● Problem statement
Take the entries that follow and return exactly the lines from the one holding "Give the mask of every instance of the hazy" through the one holding "directive: outline every instance of the residential", both included. Nothing else is needed.

(Saved data entries)
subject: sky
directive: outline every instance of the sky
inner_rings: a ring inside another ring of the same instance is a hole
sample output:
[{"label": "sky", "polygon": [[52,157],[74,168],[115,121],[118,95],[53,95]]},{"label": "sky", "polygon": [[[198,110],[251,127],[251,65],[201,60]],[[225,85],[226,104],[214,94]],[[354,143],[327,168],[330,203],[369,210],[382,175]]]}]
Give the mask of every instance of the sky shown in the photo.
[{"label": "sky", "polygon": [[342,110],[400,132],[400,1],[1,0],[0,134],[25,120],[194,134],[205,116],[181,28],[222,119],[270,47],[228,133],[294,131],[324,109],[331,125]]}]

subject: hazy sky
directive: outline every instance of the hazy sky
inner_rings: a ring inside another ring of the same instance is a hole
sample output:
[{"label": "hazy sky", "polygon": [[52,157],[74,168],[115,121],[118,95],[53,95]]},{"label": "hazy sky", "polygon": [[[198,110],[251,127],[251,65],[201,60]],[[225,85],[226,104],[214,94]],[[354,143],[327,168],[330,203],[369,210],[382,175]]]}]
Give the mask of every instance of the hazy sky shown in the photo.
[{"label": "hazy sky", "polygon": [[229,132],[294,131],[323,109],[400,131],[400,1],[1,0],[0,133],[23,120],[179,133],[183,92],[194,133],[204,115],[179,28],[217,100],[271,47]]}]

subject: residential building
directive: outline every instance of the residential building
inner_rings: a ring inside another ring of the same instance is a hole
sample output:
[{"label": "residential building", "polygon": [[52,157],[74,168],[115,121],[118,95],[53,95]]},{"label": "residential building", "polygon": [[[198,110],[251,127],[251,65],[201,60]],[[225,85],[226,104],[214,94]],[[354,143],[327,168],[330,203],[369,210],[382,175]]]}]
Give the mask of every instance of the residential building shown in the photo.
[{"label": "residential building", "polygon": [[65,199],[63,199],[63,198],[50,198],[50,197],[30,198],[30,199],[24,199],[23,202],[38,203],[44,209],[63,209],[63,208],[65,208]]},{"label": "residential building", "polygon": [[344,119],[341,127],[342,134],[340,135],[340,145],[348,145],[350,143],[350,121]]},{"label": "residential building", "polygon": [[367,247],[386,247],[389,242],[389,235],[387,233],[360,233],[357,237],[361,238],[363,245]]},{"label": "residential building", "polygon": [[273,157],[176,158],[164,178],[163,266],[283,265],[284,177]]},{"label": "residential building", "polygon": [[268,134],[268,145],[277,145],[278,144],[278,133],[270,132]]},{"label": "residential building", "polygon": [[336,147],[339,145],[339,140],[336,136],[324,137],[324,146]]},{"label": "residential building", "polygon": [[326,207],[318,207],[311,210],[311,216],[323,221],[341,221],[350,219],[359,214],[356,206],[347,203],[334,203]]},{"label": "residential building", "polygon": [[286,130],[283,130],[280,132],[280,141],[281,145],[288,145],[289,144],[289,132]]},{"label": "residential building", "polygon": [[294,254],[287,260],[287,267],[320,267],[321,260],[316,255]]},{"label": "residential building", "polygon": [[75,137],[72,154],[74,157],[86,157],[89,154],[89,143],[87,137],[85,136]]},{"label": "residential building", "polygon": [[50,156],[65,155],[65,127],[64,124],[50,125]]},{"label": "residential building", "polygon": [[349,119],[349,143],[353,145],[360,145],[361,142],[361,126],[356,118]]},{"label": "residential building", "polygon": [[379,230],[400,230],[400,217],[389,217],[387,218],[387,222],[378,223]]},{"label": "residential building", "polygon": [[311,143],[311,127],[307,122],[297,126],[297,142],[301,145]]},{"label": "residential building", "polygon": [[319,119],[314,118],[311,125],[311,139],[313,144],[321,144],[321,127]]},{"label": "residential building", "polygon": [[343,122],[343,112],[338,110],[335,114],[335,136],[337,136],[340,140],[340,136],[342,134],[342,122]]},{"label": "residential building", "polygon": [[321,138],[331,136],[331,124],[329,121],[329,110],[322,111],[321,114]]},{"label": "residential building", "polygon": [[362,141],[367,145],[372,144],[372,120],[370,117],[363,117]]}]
---
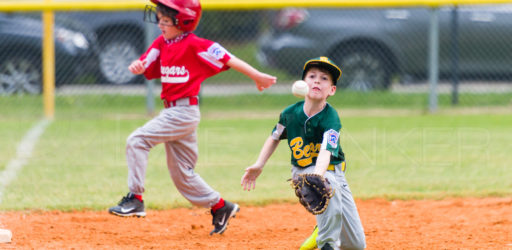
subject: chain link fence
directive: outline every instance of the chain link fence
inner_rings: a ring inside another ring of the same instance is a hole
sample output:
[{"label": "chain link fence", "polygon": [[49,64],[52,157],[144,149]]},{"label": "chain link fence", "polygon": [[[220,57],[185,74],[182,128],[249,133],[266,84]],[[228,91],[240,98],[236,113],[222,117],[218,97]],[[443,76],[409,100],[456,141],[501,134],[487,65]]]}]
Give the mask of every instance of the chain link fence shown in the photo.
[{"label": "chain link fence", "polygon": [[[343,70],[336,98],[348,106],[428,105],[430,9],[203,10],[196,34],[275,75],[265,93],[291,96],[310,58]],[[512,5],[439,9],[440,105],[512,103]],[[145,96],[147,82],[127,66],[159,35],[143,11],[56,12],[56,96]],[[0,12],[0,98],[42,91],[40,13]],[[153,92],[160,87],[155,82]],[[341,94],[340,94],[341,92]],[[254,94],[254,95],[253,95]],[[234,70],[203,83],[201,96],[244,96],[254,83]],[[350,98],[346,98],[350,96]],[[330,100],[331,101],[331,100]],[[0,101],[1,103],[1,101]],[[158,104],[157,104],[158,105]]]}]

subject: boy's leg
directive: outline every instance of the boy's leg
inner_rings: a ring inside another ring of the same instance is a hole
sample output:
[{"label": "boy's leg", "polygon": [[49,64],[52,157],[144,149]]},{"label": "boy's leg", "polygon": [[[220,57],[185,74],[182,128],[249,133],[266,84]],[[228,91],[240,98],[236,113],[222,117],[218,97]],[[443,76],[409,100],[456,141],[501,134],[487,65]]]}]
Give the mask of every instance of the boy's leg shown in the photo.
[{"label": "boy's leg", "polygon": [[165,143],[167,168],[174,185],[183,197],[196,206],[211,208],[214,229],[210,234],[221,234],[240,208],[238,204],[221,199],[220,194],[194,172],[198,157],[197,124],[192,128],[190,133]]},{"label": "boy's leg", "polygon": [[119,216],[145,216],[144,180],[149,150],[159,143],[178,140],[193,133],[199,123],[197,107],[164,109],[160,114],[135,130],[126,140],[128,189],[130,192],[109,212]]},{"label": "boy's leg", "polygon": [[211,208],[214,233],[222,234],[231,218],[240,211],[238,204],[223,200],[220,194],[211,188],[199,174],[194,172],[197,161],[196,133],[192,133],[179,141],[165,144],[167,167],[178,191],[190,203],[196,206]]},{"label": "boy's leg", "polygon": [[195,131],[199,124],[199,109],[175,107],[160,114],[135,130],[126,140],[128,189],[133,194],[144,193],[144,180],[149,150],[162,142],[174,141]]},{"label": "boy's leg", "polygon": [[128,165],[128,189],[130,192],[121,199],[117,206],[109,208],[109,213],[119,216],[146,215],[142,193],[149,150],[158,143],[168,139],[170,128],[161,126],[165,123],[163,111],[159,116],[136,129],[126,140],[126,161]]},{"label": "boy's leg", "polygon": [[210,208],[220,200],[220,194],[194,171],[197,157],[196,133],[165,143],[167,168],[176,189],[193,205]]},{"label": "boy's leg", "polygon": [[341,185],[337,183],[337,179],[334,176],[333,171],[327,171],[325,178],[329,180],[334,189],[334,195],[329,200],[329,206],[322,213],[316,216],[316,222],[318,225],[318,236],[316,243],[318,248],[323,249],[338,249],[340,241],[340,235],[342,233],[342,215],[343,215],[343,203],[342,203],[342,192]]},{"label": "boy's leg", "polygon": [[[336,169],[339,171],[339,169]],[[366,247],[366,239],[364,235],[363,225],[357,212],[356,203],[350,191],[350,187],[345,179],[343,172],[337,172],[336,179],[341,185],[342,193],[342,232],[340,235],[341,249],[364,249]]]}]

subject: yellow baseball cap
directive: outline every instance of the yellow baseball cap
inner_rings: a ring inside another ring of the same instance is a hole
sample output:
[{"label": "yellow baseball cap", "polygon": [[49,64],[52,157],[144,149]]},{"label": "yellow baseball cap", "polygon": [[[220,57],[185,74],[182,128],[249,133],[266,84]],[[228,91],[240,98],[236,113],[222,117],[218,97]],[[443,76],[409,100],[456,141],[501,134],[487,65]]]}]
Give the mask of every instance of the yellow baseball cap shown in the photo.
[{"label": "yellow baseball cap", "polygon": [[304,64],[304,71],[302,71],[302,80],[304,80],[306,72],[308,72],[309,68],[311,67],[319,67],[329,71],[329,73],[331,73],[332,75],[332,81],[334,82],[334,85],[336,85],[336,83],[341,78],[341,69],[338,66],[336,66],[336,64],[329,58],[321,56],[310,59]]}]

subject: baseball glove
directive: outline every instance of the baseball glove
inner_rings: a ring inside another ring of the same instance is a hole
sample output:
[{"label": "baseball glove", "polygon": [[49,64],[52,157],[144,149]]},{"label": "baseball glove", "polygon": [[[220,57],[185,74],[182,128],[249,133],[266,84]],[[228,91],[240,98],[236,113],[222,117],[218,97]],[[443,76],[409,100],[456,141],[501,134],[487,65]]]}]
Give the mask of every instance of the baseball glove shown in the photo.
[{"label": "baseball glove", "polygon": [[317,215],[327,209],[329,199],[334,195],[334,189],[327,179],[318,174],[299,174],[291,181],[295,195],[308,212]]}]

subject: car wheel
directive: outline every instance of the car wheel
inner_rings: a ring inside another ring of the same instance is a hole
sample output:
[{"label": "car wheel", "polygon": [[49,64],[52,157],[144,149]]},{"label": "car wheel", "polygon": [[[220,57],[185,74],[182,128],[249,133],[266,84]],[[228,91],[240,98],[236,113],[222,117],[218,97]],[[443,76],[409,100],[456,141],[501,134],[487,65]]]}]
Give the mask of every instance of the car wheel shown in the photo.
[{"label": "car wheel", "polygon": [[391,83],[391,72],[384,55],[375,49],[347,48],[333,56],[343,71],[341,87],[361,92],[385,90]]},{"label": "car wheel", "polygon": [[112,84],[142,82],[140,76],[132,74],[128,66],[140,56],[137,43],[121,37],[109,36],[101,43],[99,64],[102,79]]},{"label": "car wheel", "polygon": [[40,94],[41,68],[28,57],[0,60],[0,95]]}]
* * *
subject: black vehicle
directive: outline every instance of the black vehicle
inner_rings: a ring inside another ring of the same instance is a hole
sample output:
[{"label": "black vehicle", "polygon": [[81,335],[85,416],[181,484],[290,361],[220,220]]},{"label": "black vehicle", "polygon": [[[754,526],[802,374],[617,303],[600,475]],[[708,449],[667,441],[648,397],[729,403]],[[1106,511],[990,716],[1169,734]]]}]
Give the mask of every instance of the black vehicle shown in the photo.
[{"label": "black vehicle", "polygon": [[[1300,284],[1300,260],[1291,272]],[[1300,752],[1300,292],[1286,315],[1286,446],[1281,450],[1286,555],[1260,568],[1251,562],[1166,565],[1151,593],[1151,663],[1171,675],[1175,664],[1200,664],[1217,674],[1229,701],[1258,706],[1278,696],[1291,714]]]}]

● Solution for this exercise
Give the mask of every instance of the hazy sky shown in the photo.
[{"label": "hazy sky", "polygon": [[229,132],[294,131],[323,109],[400,131],[400,1],[1,0],[0,133],[23,120],[179,133],[183,92],[194,133],[204,115],[179,28],[217,100],[271,47]]}]

subject: residential building
directive: outline every instance of the residential building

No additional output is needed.